▶ **SELECTED EXTRACT**
To examine the mechanisms of carbon mobilization and biodegradation during permafrost thawing and to establish a link between organic carbon (OC) and other chemical and microbiological parameters in forming thermokarst (thaw) lakes, we studied the biogeochemistry of OC and trace elements (TEs) in a chronosequence of small lakes that are being formed due to permafrost thawing in the northern part of western Siberia. Twenty lakes and small ponds of various sizes and ages were sampled for dissolved and colloidal organic carbon, metals and culturable heterotrophic bacterial cell number. We observed a sequence of ecosystems from peat thawing and palsa degradation due to permafrost subsidence in small ponds to large, km-size lakes that are subject to drainage to, finally, the khasyrey (drained lake) formation. There is a systematic evolution of both total dissolved and colloidal concentration of OC and TEs in the lake water along with the chronosequence of lake development that may be directly linked to the microbial mineralization of dissolved organic matter and the liberation of the inorganic components (Fe, Al, and TEs) from the organo-mineral colloids.

In this chronosequence of lake development, we observed an apparent decrease in the relative proportion of low molecular weight <1 kDa (1 kDa ~ 1 nm) OC concentration along with a decrease in the concentration of total dissolved (<0.45 μm) OC. This decrease was accompanied by an increase in the small size organic ligands (probably autochthonous exometabolites produced by the phytoplankton) and a simultaneous decrease in the proportion of large-size organic (humic) complexes of allochthonous (soil) origin. This evolution may be due to the activity of heterotrophic bacterioplankton that use allochthonous organic matter and dissolved nutrients originating from peat lixiviation. Most insoluble TEs demonstrate a systematic decrease in concentration during filtration (5 μm, 0.45 μm) exhibiting a similar pattern among different samples. At the same time, there is an increase in the relative proportion of large size particles over the <1 kDa fraction for most insoluble elements along the chronosequence of lake evolution. TEs are likely to be bound to colloidal OC and coprecipitate with the mineral (Fe, Al) part of the colloids. Upon progressive consumption of dissolved OC by the heterotrophic bacteria, there is liberation of Fe, Al, and insoluble TEs in the water column that may be subjected to coagulation in the form of particles or large-size mineral colloids.

Rows in a dataset:
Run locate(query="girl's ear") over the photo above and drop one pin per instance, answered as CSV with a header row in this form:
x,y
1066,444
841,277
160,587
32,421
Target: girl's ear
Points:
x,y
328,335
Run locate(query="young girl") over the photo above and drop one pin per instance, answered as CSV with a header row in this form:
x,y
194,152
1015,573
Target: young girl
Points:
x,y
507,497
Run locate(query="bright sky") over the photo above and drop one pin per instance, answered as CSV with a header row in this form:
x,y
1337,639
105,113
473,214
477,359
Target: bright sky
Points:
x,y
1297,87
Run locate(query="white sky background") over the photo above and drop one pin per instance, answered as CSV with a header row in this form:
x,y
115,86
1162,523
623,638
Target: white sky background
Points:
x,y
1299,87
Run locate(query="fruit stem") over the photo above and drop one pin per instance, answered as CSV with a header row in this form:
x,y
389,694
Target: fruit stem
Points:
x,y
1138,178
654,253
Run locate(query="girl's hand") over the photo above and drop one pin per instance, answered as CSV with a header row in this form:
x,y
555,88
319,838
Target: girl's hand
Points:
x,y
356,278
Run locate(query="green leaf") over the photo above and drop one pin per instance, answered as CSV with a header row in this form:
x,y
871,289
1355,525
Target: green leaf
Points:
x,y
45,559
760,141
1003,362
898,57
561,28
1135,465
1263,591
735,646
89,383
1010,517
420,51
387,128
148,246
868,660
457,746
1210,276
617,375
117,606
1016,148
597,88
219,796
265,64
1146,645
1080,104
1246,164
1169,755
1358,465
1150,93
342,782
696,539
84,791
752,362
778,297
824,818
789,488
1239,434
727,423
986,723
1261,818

--

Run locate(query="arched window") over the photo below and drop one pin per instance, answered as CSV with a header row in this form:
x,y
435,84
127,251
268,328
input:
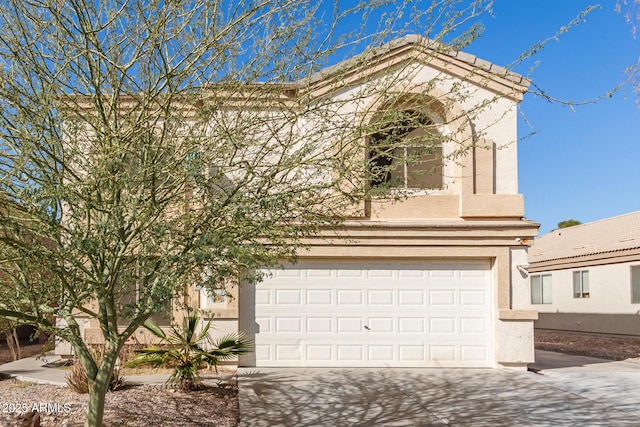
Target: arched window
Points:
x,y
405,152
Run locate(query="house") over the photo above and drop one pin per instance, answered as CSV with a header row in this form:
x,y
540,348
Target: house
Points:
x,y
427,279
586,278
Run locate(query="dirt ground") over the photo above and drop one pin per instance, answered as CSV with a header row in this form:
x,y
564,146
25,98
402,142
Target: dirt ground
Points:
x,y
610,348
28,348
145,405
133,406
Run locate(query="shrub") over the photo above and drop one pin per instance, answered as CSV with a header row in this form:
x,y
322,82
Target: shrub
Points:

▶ **WHAT TO PRODUCE**
Render this sentence from the passage on thermokarst lakes in western Siberia into Spanish: "Twenty lakes and small ponds of various sizes and ages were sampled for dissolved and colloidal organic carbon, metals and culturable heterotrophic bacterial cell number." None of the rows are needed for this work.

▶ **EXERCISE RESPONSE**
Se muestrearon veinte lagos y pequeños estanques de distintos tamaños y edades para determinar el carbono orgánico disuelto y coloidal, los metales y el número de células bacterianas heterótrofas cultivables.